» **What this exercise asks**
(A) Translate this sentence from the interview about Out of Egypt and Hatshepsut into Spanish: "In academia, you have to remain conservative and not go too far out of the box."
(B) Pick up the interview about Out of Egypt and Hatshepsut after its final sentence and carry it forward.

» **Text under study**
■ ■ ■ ■

What was your favorite process of filming Out of Egypt?

What I loved about filming Out of Egypt is that it made me go out of Egypt – I was forced to leave my comfort zone and traditional academic stomping ground. In academia, you have to remain conservative and not go too far out of the box. On television, I was able to think more radically and creatively, and that was very liberating.

What inspired you to write the book The Woman Who Would Be King and why do you believe it is important that Hatshepsut’s story needs to be told?

This book was written against my better judgment, as I thought that I had other stories to tell. When I was talking to my literary agent, I told him/her that I couldn’t write about Hatshepsut because she ruled in the 18th dynasty and my research focuses on the 19th dynasty. Despite these hesitations, it felt like Hatshepsut was tapping me on the shoulder saying “you need to tell my story.” This book is about female power and understanding female power through Hatshepsut’s eyes and her decision-making strategies.

■ ■ ■ ■

[Stored data]
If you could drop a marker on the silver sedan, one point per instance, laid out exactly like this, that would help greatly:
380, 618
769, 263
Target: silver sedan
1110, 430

■ ■ ■ ■

» **Results of the tasks**
(A) En el mundo académico, hay que mantenerse conservador y no salirse demasiado de los esquemas.

(B)
If you ask someone at a bus stop who Jezebel was, they would respond by saying “Oh yes, she’s a bad woman.” And if you ask another person who Cleopatra was, they would say something like “Oh yes, I associate her with lovers, Roman emperors, and suicide.” If you ask a third person about Hatshepsut, you would probably receive a quizzical look. Hatshepsut, a woman who left Egypt better than she found it and set her nephew up to become a great king, has been erased from our cultural memory and what we recall instead are the failures of female rulers before us. With this book, I wanted to demonstrate how success is transferable, and how many women in the workplace have had their achievement and success changed by the patriarchy. I am not a revisionist historian, I am very much a realist when it comes to feminism. I wanted to point out the truth and delve into the reason why she has been forgotten, and then resurrect her from the past.

What can we expect to learn more about on your “When Women Ruled the World” tour?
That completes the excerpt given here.